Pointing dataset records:
%%

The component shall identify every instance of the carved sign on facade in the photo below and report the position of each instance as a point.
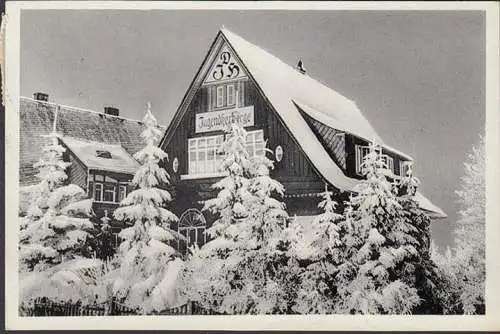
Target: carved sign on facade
(225, 67)
(221, 119)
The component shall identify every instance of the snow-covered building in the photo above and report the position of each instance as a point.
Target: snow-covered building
(99, 146)
(316, 135)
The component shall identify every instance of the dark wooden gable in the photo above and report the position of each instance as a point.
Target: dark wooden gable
(332, 139)
(295, 170)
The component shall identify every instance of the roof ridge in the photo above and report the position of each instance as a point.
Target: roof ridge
(305, 75)
(86, 110)
(89, 141)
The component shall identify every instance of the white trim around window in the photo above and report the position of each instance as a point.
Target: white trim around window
(230, 94)
(98, 187)
(362, 151)
(122, 192)
(220, 96)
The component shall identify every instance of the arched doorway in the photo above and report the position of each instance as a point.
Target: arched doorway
(192, 225)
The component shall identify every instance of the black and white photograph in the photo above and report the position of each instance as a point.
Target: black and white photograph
(227, 160)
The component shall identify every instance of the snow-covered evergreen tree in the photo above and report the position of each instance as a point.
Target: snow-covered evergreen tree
(470, 234)
(145, 256)
(418, 270)
(209, 272)
(378, 243)
(54, 232)
(244, 269)
(320, 247)
(463, 267)
(56, 226)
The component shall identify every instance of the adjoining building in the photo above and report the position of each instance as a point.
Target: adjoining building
(317, 136)
(100, 147)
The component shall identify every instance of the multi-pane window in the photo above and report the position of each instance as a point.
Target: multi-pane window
(122, 192)
(225, 95)
(205, 154)
(109, 193)
(255, 143)
(192, 226)
(220, 96)
(107, 189)
(389, 162)
(98, 191)
(403, 168)
(363, 151)
(230, 95)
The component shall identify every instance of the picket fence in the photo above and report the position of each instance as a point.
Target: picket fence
(43, 307)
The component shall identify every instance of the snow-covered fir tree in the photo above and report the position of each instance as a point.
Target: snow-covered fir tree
(463, 267)
(208, 275)
(55, 231)
(145, 257)
(57, 225)
(244, 269)
(319, 247)
(378, 242)
(418, 270)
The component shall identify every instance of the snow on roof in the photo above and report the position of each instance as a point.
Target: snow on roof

%%

Work to do: Repeat the stretch from the line containing "The component shall identify every instance of the picket" through the end of the records, requests included, with every point coordinate shifted by -150.

Solution for this problem:
The component shall identify every instance of the picket fence in the photo above and report the position of each instance as a point.
Target: picket fence
(-107, 157)
The component shall identify every instance of the snow-covered fir tree in the photo above and report the position of each instance as a point.
Target: snow-covered fir tree
(313, 117)
(58, 125)
(-95, 81)
(-5, 107)
(-93, 75)
(94, 119)
(169, 97)
(228, 92)
(268, 120)
The component shall identify every instance of the snow on roof in the photo above and report the position of each instance as a point.
Target: snow on roof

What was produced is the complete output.